TEXT:
§ §
Youth jobs program deemed success
DOWNTOWN AKRON — Summit County officials shared the results of an ambitious summer employment program for youths with members of Summit County Council Sept. 20.
During the Health and Human Services Committee meeting, Christine Marshall, of the Summit County Department of Jobs and Family Services (DJFS), told members that nearly 1,500 eligible youths took part in the program.
DJFS received $2.3 million in funding from the state in May to carry out the summer employment program. The funds originated in the American Recovery and Reinvestment Act, according to county officials. With little time, staff coordinated with four agencies and brought two additional ones on to help place youths from families receiving Temporary Assistance to Needy Families assistance in summer jobs, Marshall said.
She told Council that agencies reported receiving a total of nearly 3,000 inquiries into the program. Most of the youths worked between eight and 10 weeks for a total of about 150 hours at 349 job sites. She added that 171 youths dropped out, either on their own or because of an offense.
When the program concluded at the end of August, the county had spent about $1.8 million of the available funding on the program, Marshall said.
“We believe we’ve done better than the other 87 counties,” Marshall said.
Council members said they were pleased to see the response to the program.
§ §
PROBLEMS TO SOLVE:
• a. According to the youth jobs article, at how many job sites did the youths work?
• b. Write the next part of the youth jobs article, continuing after its last sentence.
The rows listed after this have no connection to the youth jobs article.

[Saved entries]
§ §
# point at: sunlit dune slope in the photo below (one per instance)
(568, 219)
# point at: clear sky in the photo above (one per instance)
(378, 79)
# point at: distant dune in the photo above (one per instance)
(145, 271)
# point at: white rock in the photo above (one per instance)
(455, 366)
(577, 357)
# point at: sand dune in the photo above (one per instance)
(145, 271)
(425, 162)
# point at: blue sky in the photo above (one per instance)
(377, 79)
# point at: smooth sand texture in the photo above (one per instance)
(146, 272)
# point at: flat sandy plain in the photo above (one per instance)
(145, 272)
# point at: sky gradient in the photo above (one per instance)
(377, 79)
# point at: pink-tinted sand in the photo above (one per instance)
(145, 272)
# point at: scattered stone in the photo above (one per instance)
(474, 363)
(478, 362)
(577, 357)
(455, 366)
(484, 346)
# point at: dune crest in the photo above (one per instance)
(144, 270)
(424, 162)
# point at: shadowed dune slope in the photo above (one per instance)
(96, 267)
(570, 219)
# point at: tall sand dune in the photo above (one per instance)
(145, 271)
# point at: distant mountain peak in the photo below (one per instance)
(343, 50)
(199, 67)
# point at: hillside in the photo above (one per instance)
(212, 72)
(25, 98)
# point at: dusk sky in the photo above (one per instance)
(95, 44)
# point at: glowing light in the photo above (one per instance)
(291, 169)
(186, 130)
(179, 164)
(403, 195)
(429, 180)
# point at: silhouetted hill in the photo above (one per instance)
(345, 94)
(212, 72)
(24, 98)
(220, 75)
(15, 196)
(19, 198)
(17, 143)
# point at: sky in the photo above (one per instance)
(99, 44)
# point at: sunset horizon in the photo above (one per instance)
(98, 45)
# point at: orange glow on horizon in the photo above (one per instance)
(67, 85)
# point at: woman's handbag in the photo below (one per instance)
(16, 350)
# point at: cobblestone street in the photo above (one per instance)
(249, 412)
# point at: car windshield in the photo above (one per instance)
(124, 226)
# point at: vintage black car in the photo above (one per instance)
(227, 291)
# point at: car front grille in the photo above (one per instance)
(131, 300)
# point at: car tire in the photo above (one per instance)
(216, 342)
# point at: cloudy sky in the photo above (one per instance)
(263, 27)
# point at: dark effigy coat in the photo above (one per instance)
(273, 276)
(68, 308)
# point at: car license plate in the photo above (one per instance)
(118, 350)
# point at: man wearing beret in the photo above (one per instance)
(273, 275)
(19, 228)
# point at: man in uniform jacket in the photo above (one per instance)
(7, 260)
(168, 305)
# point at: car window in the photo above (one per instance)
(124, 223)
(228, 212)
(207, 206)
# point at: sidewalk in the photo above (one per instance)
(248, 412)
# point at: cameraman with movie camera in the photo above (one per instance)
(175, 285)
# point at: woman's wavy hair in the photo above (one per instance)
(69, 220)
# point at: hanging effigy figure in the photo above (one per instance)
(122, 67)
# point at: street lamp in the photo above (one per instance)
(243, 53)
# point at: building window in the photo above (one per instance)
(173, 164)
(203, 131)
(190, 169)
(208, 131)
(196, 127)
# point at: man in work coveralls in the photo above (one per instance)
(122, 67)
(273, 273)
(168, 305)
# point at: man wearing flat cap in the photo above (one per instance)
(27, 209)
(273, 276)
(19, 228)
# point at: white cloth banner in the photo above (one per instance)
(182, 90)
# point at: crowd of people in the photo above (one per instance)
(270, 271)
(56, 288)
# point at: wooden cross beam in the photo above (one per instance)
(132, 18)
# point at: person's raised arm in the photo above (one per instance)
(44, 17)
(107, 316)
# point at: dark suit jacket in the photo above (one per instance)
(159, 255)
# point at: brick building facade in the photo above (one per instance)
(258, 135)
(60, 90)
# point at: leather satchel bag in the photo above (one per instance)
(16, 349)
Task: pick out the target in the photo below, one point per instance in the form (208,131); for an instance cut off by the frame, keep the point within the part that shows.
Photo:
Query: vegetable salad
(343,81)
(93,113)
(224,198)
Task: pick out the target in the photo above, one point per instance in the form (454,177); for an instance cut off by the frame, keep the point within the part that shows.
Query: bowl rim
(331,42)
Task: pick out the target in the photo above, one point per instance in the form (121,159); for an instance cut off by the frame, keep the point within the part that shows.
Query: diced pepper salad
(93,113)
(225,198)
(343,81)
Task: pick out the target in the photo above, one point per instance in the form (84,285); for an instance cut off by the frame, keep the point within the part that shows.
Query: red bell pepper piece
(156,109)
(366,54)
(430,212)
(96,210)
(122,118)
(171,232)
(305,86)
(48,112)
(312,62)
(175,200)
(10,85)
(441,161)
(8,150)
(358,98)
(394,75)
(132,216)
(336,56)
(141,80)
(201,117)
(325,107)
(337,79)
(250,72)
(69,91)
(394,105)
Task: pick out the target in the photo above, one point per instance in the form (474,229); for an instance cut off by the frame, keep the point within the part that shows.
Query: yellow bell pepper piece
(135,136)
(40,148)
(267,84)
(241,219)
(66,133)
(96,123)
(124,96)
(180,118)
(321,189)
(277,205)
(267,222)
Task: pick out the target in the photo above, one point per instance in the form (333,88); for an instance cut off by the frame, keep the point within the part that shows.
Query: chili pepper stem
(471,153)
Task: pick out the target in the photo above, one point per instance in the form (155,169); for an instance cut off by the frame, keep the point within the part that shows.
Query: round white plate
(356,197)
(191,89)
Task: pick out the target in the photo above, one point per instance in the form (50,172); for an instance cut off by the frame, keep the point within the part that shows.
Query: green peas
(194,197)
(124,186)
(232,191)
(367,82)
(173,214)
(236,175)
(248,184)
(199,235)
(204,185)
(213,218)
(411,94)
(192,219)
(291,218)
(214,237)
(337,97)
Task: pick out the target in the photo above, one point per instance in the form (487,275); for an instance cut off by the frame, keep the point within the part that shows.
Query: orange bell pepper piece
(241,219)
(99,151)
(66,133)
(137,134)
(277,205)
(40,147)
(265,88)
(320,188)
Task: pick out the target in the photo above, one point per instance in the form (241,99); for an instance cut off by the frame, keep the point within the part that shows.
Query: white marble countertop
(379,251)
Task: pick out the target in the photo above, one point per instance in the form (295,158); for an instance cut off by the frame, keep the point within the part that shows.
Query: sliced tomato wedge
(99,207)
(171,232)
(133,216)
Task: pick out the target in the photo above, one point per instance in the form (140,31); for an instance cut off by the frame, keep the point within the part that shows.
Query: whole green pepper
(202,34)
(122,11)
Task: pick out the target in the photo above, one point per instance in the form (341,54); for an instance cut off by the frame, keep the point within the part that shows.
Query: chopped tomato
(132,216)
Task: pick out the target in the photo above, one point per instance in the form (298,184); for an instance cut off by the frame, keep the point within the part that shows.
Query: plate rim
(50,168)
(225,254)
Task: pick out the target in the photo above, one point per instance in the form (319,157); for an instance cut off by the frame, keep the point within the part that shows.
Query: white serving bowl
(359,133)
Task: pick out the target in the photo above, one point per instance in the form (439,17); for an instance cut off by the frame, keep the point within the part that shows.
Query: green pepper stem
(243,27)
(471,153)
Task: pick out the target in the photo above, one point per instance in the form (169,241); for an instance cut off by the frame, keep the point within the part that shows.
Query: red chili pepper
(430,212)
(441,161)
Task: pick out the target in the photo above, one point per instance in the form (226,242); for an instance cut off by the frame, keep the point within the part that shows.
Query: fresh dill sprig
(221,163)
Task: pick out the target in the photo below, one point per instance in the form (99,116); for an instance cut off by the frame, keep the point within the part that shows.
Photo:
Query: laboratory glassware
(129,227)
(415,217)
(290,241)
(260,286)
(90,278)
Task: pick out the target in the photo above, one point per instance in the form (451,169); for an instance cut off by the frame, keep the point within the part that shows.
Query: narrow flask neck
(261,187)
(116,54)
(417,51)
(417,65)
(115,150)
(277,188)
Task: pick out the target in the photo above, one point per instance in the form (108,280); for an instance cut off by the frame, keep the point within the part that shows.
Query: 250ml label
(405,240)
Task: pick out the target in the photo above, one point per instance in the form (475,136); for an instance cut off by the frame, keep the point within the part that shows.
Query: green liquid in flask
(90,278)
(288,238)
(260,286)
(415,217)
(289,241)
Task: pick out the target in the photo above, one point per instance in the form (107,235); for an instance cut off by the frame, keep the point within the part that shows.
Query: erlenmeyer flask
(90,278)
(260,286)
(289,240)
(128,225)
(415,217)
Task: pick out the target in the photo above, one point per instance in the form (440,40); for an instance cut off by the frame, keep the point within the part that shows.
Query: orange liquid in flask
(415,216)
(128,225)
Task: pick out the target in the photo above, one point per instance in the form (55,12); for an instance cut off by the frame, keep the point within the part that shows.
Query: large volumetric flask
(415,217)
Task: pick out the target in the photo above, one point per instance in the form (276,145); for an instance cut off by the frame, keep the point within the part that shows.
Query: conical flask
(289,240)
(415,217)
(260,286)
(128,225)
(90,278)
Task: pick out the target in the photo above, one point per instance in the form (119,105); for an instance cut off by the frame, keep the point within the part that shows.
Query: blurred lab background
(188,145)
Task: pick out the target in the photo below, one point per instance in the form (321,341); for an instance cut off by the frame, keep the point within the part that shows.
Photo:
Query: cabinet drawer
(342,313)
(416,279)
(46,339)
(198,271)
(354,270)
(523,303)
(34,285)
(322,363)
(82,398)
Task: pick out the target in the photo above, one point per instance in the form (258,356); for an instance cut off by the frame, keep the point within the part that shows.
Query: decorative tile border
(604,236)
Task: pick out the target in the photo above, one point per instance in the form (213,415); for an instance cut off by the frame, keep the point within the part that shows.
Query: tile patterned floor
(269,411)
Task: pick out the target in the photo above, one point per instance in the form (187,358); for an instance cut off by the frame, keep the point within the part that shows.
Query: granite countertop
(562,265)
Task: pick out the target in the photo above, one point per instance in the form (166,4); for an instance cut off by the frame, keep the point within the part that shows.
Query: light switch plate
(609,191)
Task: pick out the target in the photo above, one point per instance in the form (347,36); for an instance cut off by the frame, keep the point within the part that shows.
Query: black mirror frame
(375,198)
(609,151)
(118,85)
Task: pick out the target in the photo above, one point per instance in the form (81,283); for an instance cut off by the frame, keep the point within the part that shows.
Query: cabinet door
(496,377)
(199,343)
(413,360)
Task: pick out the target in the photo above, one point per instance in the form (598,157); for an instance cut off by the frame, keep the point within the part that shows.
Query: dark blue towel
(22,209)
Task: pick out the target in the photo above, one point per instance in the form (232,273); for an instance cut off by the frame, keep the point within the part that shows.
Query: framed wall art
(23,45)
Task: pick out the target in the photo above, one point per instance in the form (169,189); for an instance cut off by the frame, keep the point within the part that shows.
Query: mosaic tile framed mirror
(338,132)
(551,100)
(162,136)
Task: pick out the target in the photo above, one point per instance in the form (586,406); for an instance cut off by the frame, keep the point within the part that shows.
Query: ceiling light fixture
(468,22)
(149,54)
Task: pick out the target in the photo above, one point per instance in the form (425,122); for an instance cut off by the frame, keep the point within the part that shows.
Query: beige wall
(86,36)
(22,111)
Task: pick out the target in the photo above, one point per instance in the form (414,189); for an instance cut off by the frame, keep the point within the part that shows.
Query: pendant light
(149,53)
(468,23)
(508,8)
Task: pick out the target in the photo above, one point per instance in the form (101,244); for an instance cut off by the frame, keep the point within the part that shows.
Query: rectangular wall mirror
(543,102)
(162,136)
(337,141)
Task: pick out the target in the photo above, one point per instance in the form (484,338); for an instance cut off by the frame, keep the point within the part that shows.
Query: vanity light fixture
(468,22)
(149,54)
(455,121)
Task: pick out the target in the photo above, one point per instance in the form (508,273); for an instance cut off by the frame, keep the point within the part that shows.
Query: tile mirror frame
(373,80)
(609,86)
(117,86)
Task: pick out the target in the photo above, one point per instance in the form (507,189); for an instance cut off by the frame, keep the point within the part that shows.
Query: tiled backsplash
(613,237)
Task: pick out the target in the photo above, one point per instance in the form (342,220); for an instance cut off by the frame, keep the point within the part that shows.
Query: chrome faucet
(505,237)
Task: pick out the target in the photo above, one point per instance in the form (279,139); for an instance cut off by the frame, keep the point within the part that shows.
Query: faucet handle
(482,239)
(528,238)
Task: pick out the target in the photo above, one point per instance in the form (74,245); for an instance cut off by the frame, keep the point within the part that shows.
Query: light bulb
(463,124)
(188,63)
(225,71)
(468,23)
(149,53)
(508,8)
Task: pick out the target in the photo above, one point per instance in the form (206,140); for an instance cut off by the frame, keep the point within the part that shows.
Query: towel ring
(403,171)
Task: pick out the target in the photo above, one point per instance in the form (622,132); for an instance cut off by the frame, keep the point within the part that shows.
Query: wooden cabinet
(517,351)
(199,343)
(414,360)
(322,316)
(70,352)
§ §
EXPECTED OUTPUTS:
• a. 349 job sites.

• b.
“You did a great job,” said Pete Crossland (D-at large). “It’s amazing that we were able to implement that so quickly.”
In the first week after Council adopted legislation on the program, there had been some complaints that word was not getting out to students about the job opportunities. Marshall said the contracted providers were able to publicize the program through their existing networks. For example, Akron Public Schools officials were able to quickly identify 233 youths eligible to participate, she said.
Also Monday, the Public Safety Committee recommended Council adopt a resolution confirming a contract with Advanced Correctional Healthcare for jail inmate medical services for 2011 at a cost of $2 million.
The contract represents an increase of about $10,000 a month, according to Bill Holland, of the Summit County Sheriff’s Office.
Brian Nelson, of the department of Budget and Finance, said the reason for the increase is that the provider will be able to absorb costs previously charged to the county if an inmate needs medical care at a local hospital.
Prior to meetings, Council presented a commendation to Fran Doll, founder of Guardians Against Sex Predators (GASP).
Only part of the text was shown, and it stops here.